Work to complete – Rename "instance" to "occurrence" everywhere in the records and give all of them again, leaving everything else unchanged.

Dataset excerpts –
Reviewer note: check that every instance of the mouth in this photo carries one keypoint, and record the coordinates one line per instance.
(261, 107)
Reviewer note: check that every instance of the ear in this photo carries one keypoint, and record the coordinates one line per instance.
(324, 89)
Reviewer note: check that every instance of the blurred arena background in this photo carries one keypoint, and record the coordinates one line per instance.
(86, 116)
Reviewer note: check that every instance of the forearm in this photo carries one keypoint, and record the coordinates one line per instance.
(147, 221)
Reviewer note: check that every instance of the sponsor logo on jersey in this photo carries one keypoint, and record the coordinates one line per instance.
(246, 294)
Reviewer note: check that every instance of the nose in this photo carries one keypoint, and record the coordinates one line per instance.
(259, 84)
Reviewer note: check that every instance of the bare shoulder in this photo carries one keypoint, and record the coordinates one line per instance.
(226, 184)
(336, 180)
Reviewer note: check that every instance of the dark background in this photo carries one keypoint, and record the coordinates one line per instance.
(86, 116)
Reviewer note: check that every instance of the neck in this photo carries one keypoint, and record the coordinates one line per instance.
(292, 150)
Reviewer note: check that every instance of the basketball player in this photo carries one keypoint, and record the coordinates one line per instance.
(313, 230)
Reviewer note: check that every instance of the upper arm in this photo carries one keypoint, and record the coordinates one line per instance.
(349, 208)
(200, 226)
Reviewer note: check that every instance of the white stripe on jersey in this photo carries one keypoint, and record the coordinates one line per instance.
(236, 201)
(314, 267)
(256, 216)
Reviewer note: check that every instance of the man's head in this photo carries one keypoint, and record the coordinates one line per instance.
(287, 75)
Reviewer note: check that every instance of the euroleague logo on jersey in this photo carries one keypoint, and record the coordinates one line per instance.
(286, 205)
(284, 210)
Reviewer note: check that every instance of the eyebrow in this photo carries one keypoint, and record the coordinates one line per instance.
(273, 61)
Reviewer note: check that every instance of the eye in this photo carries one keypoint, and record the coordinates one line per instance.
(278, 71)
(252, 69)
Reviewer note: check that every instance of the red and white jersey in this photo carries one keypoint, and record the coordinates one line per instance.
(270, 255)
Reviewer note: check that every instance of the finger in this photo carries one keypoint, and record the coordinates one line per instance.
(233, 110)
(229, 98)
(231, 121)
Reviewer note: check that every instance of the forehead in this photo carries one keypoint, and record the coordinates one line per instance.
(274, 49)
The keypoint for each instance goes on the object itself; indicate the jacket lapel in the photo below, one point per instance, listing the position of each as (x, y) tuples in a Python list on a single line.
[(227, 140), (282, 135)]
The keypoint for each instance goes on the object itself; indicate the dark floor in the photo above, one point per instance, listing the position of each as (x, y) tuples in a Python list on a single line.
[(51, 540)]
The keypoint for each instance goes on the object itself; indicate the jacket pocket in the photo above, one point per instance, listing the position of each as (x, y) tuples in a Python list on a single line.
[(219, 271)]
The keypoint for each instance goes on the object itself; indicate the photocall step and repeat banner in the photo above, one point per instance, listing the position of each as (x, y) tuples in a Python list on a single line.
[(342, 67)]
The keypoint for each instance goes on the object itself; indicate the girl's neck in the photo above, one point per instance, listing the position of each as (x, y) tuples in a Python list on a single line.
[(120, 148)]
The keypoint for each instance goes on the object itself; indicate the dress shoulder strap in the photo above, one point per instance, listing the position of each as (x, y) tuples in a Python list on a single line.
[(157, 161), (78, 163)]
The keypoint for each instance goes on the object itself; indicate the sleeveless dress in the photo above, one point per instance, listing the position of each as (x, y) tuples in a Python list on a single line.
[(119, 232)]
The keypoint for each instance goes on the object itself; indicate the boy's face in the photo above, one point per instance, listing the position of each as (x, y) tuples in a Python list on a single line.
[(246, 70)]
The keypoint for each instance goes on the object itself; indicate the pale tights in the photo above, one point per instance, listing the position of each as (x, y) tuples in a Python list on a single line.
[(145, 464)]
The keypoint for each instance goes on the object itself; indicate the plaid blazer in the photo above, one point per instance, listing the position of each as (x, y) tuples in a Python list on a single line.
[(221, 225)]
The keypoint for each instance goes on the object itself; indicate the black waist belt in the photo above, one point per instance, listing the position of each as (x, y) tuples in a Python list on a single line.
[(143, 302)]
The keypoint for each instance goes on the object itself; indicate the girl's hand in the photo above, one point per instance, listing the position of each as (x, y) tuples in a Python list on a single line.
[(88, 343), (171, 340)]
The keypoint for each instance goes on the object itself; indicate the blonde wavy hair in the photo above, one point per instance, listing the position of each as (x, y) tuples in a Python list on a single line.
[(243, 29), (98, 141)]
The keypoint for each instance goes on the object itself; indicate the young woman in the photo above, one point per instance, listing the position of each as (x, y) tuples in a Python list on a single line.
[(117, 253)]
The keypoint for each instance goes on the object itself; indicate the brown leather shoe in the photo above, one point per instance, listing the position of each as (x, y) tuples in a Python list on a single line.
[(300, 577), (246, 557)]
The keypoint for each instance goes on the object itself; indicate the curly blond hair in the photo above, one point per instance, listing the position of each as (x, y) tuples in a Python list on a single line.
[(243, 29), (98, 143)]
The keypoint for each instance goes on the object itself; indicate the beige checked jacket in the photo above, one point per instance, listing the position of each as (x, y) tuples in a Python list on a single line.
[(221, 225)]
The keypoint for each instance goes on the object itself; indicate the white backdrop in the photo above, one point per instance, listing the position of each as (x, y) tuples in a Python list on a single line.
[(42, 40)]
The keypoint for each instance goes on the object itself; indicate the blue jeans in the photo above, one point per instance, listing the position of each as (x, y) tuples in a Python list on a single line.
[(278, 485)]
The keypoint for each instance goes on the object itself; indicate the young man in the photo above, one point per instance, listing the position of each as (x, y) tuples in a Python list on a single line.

Finished exercise –
Reviewer note: check that every occurrence of the mouth in this photo carries one keypoint, and record the coordinates one line per occurrence.
(261, 107)
Reviewer note: check that every occurrence of the ear in this photo carries one keypoint, and record the coordinates one line per occurrence.
(324, 89)
Reviewer note: check that every occurrence of the blurred arena background in this photo carries one keypoint, and record the coordinates one line per occurrence.
(86, 116)
Reviewer note: check that every occurrence of the forearm in this photo carries one keypoint, and record the coordinates one line per occurrence.
(147, 221)
Reviewer note: check that every occurrence of the sponsor logo on jersey in this photo carries one keypoint, and record the coordinates one line per occurrence.
(246, 294)
Reviewer note: check that every occurrence of the nose in this photo carries one keypoint, and record the coordinates one line per occurrence.
(259, 84)
Reviewer note: check that every occurrence of the bare shoulder in this photo carries one keypoint, and record the coordinates one line per occurrence.
(226, 184)
(336, 180)
Reviewer note: check that every occurrence of the dark background in this photo carries one keypoint, and record the coordinates one line per occurrence.
(86, 116)
Reviewer note: check that every occurrence of the neck in this photo carries one keypoint, and record the coordinates one line per occurrence.
(292, 150)
Reviewer note: check that every occurrence of the basketball player in this photo carries one keypoint, and record the coordinates one line per occurrence.
(313, 230)
Reviewer note: check that every occurrence of the upper arm in this photo carries one keypoint, and record the coordinates one line per occurrence.
(349, 208)
(200, 226)
Reviewer note: check that every occurrence of the white stripe on jersey in this photo carries one keypoint, and record the coordinates one line per occurrence.
(236, 201)
(314, 267)
(256, 216)
Reviewer note: check that every occurrence of the man's head in this photo carries one keypoint, and record the coordinates one line per occurrence.
(287, 75)
Reviewer note: check that every occurrence of the euroleague logo on jersey in this photo carries one keypoint, and record the coordinates one line per occurrence.
(286, 205)
(284, 210)
Reviewer note: check that every occurrence of the eyebrow in this photo carries one keypoint, and record the coordinates one line per occurrence.
(273, 61)
Reviewer note: check that every occurrence of the eye in this photo carries one keypoint, and record the coordinates one line per occurrence.
(278, 71)
(252, 69)
Reviewer note: check that every occurrence of the red and white jersey in this photo carries one keypoint, and record the coordinates one line per occurrence.
(270, 255)
Reviewer note: check that every occurrence of the finger in this photo carries one keypoint, and record the coordinates one line per occurrence.
(233, 110)
(229, 98)
(231, 121)
Reviewer note: check that every occurrence of the forehead in this photo carries one keypoint, and record the coordinates one line per occurrence.
(274, 49)
The keypoint for each occurrence goes on the object itself; indicate the jacket lapel in the photo below, one point per occurrence, listing the position of each as (x, y) tuples in a Python list on a single line.
[(227, 140), (282, 135)]
The keypoint for each occurrence goes on the object itself; indicate the dark floor in the photo above, one point per occurrence, listing the position of each as (x, y) tuples in a Python list on a single line.
[(51, 540)]
The keypoint for each occurrence goes on the object itself; indicate the jacket pocket in the photo above, one point per occurrence, listing the position of each as (x, y) tuples in a Python list on a single line.
[(219, 271)]
The keypoint for each occurrence goes on the object itself; indicate the photocall step and repeat banner in the photo above, one point per occurrence, listing the position of each as (x, y) tuples in a Python list on a single line.
[(342, 67)]
The keypoint for each occurrence goes on the object itself; indicate the girl's neck in the photo above, one point per occurrence, listing the position of each as (x, y) tuples in a Python list on a single line.
[(120, 148)]
The keypoint for each occurrence goes on the object itself; indicate the dress shoulder strap in the photo above, one point per occurrence, listing the position of each as (x, y) tuples in a Python list on a single line.
[(157, 161), (78, 163)]
The keypoint for each occurrence goes on the object itself; indicate the sleeveless dress in the photo above, one point per occurrence, listing the position of each as (x, y) tuples in a Python list on a single line.
[(119, 232)]
The keypoint for each occurrence goes on the object itself; indicate the boy's face in the photo above, one point per occurrence, listing the position of each as (x, y) tuples in a Python list on a single line.
[(246, 70)]
The keypoint for each occurrence goes on the object itself; indicate the pale tights in the photo above, one point per occurrence, listing the position of each as (x, y) tuples in a Python list on a single line.
[(145, 464)]
The keypoint for each occurrence goes on the object itself; indicate the plaid blazer in the photo above, one point per occurrence, listing the position of each as (x, y) tuples in a Python list on a single line.
[(221, 225)]
The keypoint for each occurrence goes on the object itself; indicate the black waist belt in the photo above, one point per occurrence, listing the position of each as (x, y) tuples in a Python list on a single line.
[(143, 302)]
The keypoint for each occurrence goes on the object itself; indicate the girl's hand in the photo above, one point per occurrence, listing the position of each as (x, y) tuples in a Python list on a single line.
[(88, 343), (171, 340)]
The keypoint for each occurrence goes on the object itself; indicate the blonde wavy hair in the photo above, one point per occurrence, listing the position of each as (x, y) tuples in a Python list on a single line.
[(243, 29), (98, 141)]
The keypoint for each occurrence goes on the object itself; indicate the young woman in the photo above, one point per occurrence, listing the position of each as (x, y) tuples in a Python list on a single line.
[(117, 253)]
The keypoint for each occurrence goes on the object itself; indicate the brown leather shoe in the photo above, one point per occurrence, listing the position of each as (x, y) tuples in a Python list on a single line.
[(300, 577), (246, 557)]
The keypoint for each occurrence goes on the object itself; indicate the curly blond hair in the photo above, one point per occurrence, listing the position of each as (x, y) tuples in a Python list on a single line.
[(243, 29), (98, 143)]
The keypoint for each occurrence goes on the object itself; indicate the beige checked jacket in the photo above, one point per occurrence, listing the position of each as (x, y) tuples in a Python list on a single line.
[(221, 225)]
The keypoint for each occurrence goes on the object itself; indicate the white backdrop in the photo above, one point per occurrence, listing the position of each as (x, y) tuples in a Python list on a single line.
[(42, 40)]
The keypoint for each occurrence goes on the object itself; indicate the blue jeans in the photo above, one point per occurrence, listing the position of each as (x, y) tuples in a Python list on a single line.
[(278, 485)]
The keypoint for each occurrence goes on the object itself; indicate the young man in the photo above, one point per occurrence, listing the position of each as (x, y) tuples in a Python list on a single line.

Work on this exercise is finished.